## AIM
Format the lines as a numbered list, starting at the line containing "tag the bird's leg, one point per instance." and ending at the last line below. Leave out blank lines.

Point labeling lines
"""

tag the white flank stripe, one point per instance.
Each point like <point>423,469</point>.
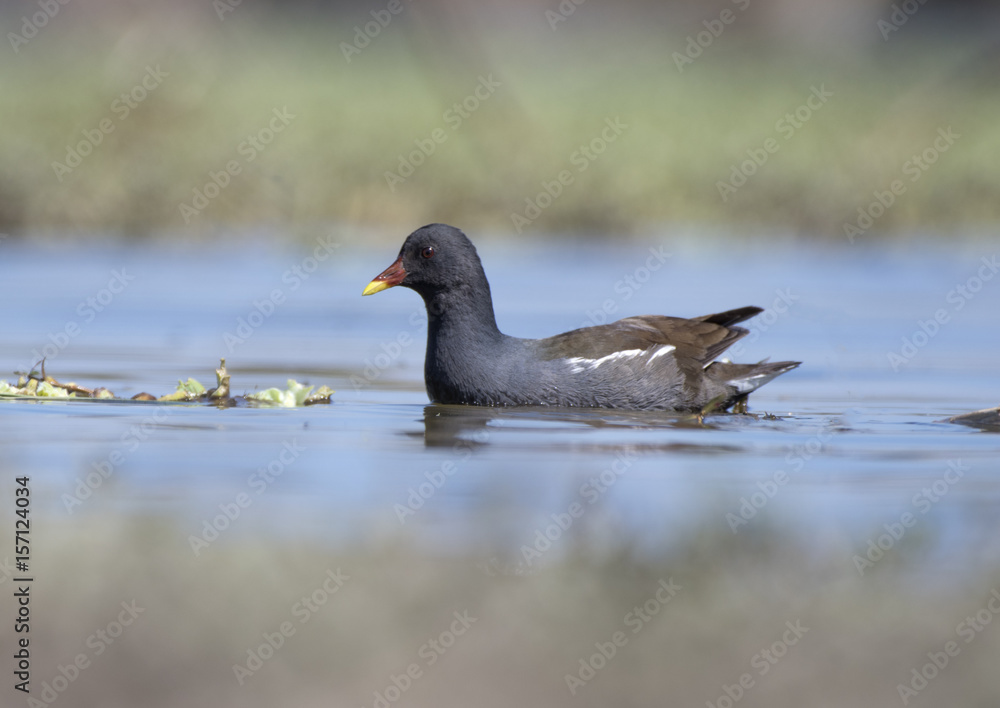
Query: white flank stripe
<point>665,349</point>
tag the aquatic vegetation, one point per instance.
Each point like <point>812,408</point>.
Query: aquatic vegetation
<point>36,384</point>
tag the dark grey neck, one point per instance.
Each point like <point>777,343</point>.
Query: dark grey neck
<point>461,316</point>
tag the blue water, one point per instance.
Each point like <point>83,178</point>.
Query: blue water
<point>855,437</point>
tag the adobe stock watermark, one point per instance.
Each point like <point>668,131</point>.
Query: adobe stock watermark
<point>224,7</point>
<point>781,305</point>
<point>122,108</point>
<point>922,502</point>
<point>957,297</point>
<point>900,15</point>
<point>763,661</point>
<point>628,286</point>
<point>636,619</point>
<point>302,610</point>
<point>97,642</point>
<point>102,470</point>
<point>453,119</point>
<point>914,169</point>
<point>31,26</point>
<point>786,127</point>
<point>581,158</point>
<point>259,482</point>
<point>563,12</point>
<point>698,43</point>
<point>430,652</point>
<point>365,34</point>
<point>249,149</point>
<point>293,277</point>
<point>86,312</point>
<point>967,630</point>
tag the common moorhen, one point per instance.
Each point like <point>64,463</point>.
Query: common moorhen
<point>650,362</point>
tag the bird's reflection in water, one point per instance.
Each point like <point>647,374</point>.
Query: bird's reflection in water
<point>446,426</point>
<point>474,426</point>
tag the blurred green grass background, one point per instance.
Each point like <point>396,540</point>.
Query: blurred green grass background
<point>354,119</point>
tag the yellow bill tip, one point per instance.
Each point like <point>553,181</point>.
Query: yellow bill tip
<point>374,287</point>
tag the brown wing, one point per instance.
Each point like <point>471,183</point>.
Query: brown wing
<point>698,341</point>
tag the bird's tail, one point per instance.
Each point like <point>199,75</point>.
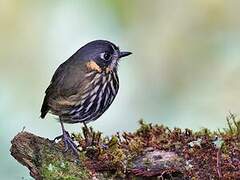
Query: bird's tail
<point>45,108</point>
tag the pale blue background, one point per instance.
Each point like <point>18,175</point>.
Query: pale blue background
<point>184,70</point>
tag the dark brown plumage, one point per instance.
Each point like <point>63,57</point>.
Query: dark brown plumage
<point>84,86</point>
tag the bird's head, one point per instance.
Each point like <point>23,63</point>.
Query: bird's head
<point>104,53</point>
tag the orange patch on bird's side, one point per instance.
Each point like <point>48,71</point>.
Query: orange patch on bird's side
<point>93,66</point>
<point>108,70</point>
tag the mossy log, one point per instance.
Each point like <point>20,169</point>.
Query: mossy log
<point>152,152</point>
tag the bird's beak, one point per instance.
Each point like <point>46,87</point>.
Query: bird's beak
<point>124,54</point>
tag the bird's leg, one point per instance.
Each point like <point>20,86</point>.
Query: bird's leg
<point>87,134</point>
<point>68,142</point>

"""

## THE RESULT
1. tag the bird's leg, one point per instance.
2. Each point like <point>20,86</point>.
3. Query: bird's leg
4. <point>87,134</point>
5. <point>68,142</point>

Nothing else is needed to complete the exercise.